*REQUIRED ACTION*
Would you retype the whole listing exactly?

....................

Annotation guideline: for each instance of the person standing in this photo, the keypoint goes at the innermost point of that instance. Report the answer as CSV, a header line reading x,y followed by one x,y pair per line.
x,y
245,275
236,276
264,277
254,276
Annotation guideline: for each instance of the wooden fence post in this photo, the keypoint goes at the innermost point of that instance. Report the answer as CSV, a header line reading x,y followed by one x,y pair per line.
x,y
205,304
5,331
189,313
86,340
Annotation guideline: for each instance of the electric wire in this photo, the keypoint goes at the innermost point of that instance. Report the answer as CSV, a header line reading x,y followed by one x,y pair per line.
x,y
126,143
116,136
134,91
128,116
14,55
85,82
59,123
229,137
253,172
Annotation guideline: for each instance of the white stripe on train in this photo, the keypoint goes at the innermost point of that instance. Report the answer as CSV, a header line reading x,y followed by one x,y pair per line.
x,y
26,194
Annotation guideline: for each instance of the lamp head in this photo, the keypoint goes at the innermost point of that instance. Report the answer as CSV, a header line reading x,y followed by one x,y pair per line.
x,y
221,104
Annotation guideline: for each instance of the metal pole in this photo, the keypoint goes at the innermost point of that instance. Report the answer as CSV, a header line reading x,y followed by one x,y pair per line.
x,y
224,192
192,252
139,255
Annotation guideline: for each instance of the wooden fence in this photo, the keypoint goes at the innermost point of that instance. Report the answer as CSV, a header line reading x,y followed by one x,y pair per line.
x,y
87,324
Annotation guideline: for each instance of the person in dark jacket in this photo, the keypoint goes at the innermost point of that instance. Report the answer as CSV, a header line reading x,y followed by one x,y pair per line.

....................

*THE ANSWER*
Annotation guideline: for each instance of the person standing in this photo, the keypoint goes at the innermost point of that instance. Report the answer as CSV, a header line reading x,y followed by one x,y pair per line.
x,y
245,275
236,276
264,277
254,276
Annotation guideline: for each instance of the wooden fence post in this photo, the keypoint goes at the innermost point of that instance. Report the answer as CSV, a header line reading x,y followed by one x,y pair per line.
x,y
205,304
5,331
189,313
86,340
Annotation guideline: for each instance of the electric wire in this photo, the keypoint goes at the innermost point of that instance. Report the answer as CSV, a header line reading x,y followed by one x,y pair per line.
x,y
126,143
116,136
134,91
128,116
14,55
85,82
59,123
229,137
253,172
Annotation guideline: for each instance of the white stripe on train in this photo, the keypoint goes at the innermost point of that instance. Report the answer as CSV, a header line reading x,y followed by one x,y pair per line.
x,y
26,194
Annotation guideline: for each instance of the lamp head in this photo, the keypoint goes at the innermost point of that instance. Report the answer as CSV, a header line reading x,y followed by one x,y pair per line.
x,y
221,104
Annotation guideline: for each instance of the metal pole in this photo, the keypoint goes at the innermost point of that instance. Report the answer as CSV, a header line reading x,y followed by one x,y pair per line.
x,y
224,192
192,252
139,255
Annotation guideline: for each instance of the wooden fence in this photo, the keypoint goes at the innermost point of that instance. Report the answer as CSV, a header line reading x,y followed by one x,y pair per line.
x,y
87,324
Annotation guideline: for each instance of the person in dark jacket in this photo, the keypoint goes at the innermost point of that instance. Report the answer as CSV, a header line reading x,y followed by one x,y pair per line.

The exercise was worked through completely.